> [Task material]:
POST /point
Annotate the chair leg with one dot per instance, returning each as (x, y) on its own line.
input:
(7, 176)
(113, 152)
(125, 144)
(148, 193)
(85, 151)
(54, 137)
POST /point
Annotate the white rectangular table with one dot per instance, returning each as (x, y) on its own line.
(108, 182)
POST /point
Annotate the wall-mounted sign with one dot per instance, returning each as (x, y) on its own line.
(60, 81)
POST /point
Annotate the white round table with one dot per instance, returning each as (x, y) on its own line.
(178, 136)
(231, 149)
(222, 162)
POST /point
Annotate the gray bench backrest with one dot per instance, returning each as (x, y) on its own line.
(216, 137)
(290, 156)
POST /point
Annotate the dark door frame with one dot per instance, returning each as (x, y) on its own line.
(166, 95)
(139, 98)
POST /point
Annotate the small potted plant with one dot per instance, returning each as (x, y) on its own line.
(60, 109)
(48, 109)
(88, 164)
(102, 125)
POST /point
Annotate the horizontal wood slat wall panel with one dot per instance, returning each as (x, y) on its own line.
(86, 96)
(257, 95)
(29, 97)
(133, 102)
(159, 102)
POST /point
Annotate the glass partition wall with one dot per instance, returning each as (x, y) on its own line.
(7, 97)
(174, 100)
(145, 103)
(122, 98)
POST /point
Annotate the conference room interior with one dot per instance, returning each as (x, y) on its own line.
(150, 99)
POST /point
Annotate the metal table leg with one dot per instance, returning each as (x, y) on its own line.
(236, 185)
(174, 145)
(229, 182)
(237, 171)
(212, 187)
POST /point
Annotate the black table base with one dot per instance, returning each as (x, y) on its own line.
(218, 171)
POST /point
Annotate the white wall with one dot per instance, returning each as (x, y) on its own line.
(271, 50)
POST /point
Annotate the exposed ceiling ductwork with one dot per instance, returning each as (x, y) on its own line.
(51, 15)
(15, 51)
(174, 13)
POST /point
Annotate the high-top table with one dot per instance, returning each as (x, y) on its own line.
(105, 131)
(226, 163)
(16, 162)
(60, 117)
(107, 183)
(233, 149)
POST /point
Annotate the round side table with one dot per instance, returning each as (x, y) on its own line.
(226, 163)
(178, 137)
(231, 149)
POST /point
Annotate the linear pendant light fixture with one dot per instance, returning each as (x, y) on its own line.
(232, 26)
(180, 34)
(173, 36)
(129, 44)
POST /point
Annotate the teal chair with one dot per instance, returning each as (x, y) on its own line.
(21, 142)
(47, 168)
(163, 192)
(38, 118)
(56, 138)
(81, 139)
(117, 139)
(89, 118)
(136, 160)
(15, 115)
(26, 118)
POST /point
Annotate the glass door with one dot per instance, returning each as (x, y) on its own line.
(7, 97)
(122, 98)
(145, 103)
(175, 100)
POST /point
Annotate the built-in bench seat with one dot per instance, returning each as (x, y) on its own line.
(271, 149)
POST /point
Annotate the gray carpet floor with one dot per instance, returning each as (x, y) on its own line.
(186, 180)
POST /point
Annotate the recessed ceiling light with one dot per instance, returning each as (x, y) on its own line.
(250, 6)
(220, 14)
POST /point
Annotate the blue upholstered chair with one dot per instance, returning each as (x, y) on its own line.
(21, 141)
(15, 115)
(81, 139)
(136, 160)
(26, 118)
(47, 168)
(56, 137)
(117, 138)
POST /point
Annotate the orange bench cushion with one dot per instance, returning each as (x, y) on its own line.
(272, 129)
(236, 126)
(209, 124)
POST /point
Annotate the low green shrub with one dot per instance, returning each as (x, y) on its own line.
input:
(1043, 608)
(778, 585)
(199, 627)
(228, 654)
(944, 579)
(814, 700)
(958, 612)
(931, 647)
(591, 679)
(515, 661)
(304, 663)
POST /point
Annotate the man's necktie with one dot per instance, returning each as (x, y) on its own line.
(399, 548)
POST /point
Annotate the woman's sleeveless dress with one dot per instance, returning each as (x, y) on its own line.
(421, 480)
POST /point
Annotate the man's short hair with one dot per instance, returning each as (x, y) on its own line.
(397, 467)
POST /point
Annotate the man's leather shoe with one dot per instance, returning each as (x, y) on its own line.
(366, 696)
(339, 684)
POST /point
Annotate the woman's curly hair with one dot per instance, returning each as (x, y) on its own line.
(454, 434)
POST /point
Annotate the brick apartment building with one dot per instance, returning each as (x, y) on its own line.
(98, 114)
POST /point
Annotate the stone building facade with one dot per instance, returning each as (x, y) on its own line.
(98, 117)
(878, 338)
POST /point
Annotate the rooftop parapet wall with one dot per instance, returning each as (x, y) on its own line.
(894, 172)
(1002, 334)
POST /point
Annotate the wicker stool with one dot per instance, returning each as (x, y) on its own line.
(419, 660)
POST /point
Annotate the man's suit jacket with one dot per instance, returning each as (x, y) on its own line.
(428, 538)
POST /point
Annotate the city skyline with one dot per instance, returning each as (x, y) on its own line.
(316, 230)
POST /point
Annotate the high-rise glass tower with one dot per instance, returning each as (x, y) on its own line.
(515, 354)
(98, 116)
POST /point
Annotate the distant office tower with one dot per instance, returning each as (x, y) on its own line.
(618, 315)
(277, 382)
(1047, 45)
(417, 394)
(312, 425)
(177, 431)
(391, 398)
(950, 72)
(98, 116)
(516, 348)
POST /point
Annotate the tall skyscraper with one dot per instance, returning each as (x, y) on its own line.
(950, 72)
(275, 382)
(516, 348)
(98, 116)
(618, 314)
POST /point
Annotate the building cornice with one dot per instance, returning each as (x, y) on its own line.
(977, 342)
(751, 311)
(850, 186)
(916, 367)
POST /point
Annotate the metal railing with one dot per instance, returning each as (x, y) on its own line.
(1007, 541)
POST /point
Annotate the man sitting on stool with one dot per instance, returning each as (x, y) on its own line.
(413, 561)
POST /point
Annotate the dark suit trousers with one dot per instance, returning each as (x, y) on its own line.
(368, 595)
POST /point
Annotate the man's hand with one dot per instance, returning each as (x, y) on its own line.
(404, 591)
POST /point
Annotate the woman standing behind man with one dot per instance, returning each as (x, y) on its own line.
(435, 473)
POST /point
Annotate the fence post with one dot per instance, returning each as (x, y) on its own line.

> [To do]: How many lines in the rows above contain the word "woman"? Reply with the number alone.

> [Worked solution]: 3